(Text for analysis):
Sunday 24 April 2016

25th April 2016

NTS Survey

The abiding memory of this week has been getting to grips with the Red Flags from the GMC NTS Survey @gmcuk.

The Survey is still on going but two types of issue, if raised, require an emergency response from the Trust. In practice this means the response is rapidly delegated to the College Tutor with responsibility for that area of education. These issues are Patient Safety and Bullying & Undermining.

It is disappointing to hear that a trainee has felt Undermined via the medium of the anonymous NTS survey because it inevitably means it is too late for me to help them in real time. 

The Red Flag that popped up in T&O seems to have come from a particularly robust trauma meeting in the last three weeks of the attachment & by the time it surfaced through the Survey changeover had already happened and the trainee is lost in the wind.

Bullying & Undermining is endemic in the NHS, reportedly affecting 1:3 healthcare professionals. You'll know from a more recent paper drawn from the NHS Staff Survey results @ASPHFT came in the bottom third of Trusts for Staff happiness - but what is being done to address this?

It's a difficult problem. The Trust has a 'Dignity in the Workplace' Policy which will guide you but it may seem a daunting process. For trainees of any discipline, there is the shadow cast by concern that 'making a fuss' might jeopardise future references or employment. There's no denying that's a big issue and you may look on it as perhaps a four month attachment you've just got to power through & put behind you. But I put it to you that is not solution: it is a waste of valuable training time, a waste of talent and a risk, a very high risk that communication breakdowns such as this leave open the possibility of patient safety issues not being communicated either.

I have started completing Datix on 'challenging staff behaviours' on behalf of trainees just to get the bally things logged. I've done it three times so far, the first two keeping the trainees' names anonymous at their request & the third with their name in as they were quite happy for a number of reasons to go formal. 

Haven't heard any more about any of them, which is disappointing but not surprising in the case of the anonymous entries as the Trust cannot get into the nuts & bolts of the problems without talking to the complainant. 

But I will keep trying for you so if that's something you want to consider if you've experienced challenging behaviour, let me know.

(Exercise set):
(1) According to the NTS Survey post, which two types of issue require an emergency response from the Trust when raised?
(2) Pick up the NTS Survey post after its final sentence and write a continuation.
The rows play no part in this work.

(Provided records):
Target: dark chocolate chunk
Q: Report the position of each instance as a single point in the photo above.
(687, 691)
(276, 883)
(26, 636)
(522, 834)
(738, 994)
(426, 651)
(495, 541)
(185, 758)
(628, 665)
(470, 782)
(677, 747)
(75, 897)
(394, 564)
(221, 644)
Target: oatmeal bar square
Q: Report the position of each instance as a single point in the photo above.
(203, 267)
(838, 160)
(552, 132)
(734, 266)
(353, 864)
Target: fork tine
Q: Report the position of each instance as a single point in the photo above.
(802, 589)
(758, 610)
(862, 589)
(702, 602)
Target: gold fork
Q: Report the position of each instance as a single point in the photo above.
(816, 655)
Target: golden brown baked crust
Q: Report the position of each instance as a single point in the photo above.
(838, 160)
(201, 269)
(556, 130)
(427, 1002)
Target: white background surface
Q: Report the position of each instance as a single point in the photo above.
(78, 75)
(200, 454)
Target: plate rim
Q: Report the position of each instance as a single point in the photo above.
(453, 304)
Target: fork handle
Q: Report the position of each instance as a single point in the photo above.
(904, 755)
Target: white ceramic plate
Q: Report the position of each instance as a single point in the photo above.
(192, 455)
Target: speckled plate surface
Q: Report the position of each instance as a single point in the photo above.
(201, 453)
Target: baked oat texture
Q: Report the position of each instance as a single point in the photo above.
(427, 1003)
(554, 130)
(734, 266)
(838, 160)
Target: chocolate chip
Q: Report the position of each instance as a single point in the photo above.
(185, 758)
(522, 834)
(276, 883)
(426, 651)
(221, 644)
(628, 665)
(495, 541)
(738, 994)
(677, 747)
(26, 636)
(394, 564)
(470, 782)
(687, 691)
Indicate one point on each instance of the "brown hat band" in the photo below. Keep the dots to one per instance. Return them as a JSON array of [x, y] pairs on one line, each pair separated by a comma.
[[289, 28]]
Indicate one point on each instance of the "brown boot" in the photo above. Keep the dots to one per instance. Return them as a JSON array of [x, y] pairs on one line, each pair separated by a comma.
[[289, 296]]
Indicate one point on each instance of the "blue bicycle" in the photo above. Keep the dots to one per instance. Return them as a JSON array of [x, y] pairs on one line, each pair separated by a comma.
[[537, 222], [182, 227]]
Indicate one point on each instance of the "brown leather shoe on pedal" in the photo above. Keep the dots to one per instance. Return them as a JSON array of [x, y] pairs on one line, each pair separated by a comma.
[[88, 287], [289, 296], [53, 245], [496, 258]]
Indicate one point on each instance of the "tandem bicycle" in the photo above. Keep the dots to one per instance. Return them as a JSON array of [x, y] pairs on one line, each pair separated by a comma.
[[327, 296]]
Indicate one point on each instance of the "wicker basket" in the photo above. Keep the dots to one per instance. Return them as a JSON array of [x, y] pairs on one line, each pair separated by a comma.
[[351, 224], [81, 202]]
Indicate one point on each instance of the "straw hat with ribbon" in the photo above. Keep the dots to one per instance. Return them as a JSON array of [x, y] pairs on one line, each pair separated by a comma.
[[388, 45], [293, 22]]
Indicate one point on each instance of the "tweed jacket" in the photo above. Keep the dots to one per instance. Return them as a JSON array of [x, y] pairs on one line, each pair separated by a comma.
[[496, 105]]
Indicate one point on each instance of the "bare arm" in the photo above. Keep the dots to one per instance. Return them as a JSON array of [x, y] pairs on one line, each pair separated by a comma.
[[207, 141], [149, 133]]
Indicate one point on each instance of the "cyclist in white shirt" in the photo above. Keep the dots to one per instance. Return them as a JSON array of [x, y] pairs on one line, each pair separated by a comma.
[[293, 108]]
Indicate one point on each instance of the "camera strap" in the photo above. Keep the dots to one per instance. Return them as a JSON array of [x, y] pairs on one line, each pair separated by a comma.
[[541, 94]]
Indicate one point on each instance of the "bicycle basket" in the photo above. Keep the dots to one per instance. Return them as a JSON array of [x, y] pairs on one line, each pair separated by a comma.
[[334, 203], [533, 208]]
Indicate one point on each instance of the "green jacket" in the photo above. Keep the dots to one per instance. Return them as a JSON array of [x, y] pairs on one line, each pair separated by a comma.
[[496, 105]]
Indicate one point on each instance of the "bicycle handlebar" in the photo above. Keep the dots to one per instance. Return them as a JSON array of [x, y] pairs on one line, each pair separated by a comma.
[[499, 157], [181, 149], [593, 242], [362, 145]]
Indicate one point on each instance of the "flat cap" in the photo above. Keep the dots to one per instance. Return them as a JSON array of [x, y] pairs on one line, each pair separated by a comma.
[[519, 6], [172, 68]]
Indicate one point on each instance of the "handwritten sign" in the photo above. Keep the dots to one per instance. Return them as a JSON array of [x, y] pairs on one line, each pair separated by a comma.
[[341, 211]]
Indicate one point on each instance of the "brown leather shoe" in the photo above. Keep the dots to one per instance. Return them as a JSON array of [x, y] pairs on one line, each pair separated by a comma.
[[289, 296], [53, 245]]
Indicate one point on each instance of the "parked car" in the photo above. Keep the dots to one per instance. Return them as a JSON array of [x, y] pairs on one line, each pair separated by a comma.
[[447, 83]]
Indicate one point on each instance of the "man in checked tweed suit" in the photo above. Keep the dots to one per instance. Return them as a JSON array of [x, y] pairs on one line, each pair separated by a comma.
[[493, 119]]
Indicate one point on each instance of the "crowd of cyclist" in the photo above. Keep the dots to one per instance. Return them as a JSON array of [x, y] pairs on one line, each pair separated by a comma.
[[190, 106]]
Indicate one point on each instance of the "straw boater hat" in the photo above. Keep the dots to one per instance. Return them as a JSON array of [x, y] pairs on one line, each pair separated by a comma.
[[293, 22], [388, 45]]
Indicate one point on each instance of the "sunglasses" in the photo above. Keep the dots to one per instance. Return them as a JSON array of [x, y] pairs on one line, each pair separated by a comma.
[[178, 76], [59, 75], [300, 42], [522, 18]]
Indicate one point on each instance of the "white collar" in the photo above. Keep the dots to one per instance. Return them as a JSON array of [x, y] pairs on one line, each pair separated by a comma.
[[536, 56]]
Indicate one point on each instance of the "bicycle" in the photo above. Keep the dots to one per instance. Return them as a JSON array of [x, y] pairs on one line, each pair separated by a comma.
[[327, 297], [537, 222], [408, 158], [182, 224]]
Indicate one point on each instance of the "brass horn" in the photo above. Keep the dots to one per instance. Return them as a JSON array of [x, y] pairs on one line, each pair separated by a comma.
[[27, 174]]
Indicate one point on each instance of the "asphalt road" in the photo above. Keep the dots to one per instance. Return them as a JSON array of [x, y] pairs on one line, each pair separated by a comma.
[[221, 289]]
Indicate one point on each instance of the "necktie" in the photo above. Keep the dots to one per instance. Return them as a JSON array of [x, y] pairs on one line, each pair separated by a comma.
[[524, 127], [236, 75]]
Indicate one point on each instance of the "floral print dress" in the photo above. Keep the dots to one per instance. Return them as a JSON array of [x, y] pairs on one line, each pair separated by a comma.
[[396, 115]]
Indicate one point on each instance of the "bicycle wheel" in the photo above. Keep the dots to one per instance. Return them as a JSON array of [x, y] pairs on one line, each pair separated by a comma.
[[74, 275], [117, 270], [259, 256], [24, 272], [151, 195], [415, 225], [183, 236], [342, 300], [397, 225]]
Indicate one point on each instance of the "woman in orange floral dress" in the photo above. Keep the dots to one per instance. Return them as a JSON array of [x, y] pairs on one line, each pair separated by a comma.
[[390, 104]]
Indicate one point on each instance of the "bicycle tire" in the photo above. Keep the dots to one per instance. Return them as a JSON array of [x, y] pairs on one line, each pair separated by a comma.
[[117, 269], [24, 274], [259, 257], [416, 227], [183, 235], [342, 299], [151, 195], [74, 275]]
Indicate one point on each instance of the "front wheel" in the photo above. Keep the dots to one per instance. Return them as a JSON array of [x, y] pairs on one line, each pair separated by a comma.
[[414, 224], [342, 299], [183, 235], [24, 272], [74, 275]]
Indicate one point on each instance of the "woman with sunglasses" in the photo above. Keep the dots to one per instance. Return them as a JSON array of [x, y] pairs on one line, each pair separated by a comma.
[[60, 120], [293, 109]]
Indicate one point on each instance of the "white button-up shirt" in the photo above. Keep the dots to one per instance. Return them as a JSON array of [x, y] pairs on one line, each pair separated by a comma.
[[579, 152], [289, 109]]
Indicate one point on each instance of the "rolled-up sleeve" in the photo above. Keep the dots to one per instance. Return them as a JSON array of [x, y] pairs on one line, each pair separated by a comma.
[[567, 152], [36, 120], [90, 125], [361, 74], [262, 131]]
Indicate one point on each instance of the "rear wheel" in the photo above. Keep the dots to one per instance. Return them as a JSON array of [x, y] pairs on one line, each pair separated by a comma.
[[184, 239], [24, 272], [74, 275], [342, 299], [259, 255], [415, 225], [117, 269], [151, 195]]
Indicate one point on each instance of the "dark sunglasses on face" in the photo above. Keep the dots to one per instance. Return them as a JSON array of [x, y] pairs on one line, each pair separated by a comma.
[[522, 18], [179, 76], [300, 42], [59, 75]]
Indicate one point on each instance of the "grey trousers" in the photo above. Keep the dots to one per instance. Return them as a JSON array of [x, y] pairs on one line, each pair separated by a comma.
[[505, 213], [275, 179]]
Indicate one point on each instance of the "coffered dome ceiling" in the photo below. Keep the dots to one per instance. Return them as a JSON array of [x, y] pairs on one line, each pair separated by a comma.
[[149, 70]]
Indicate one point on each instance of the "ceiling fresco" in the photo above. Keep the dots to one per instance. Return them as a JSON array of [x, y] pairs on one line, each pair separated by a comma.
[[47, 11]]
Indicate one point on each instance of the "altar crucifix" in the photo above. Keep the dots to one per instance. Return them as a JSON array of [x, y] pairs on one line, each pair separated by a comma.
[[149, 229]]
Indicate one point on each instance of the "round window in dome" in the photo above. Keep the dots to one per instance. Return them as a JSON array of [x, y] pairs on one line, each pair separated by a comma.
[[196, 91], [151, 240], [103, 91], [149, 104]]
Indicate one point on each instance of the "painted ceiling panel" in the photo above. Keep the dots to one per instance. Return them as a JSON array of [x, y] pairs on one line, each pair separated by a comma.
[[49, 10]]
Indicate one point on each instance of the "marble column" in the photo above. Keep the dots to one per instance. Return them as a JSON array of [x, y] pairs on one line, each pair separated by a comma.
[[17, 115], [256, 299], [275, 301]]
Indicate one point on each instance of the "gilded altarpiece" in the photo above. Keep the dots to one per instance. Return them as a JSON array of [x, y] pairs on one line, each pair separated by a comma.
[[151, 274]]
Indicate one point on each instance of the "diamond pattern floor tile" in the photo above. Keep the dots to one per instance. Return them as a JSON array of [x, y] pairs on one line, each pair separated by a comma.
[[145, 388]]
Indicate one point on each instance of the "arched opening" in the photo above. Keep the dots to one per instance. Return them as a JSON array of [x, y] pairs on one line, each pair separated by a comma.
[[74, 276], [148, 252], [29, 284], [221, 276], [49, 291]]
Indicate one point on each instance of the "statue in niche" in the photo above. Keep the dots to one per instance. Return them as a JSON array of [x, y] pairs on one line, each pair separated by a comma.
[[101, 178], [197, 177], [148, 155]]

(Numbered responses):
(1) Patient Safety and Bullying & Undermining.

(2)
The Trauma Meeting

Other things we're doing - the Trauma Meeting is on the move. It's now in Fracture Clinic, a huge big space in comparison with the pressure cooker of a tiny room we were trying to shoehorn us all into. 

This is a temporary solution till we find a space nearer to theatres & Swan. Clinics still need to start on time and the room needs to be reset so having a space closer to the activity of the day makes more sense.

Consultant of the Week

Once our next two appointments come to pass (hope June) we will have enough bodies to man a Consultant of the Week roster, freeing someone up from elective work to stay on site at SPH, do a teaching ward round and an afternoon #clinic. This should give the longed-for continuity, availability, education & decision-making that we've all wanted but couldn't get agreed upon as we couldn't take the hit in the 18 week pathway (losing the elective commitment every time someone's on call).

Now however the LETB Visit highlighted to senior Board members that off-site on call as poor practice, and the perceived lack of senior decision-making commented upon as part of the Red Flag, we have the external support to put this plan into practice.

So let's see. It may help. It may not. But if you can, tell someone (your AES for starters) if you are feeling pressured at work so we can change things for you in time. It is such a shame to lose the training opportunity.

Competition

To celebrate the centenary of Lord Lister’s death and to recognise the significant contribution that he made to medicine and surgery, The Royal College of Surgeons of England and Johnson & Johnson are offering the annual RCS/J&J Lister Essay Prize Award.

The task is a 2,500 word essay on this topic: "What would Lord Lister have thought of the Shape of Training recommendations regarding the future of NHS surgical training and patient care?"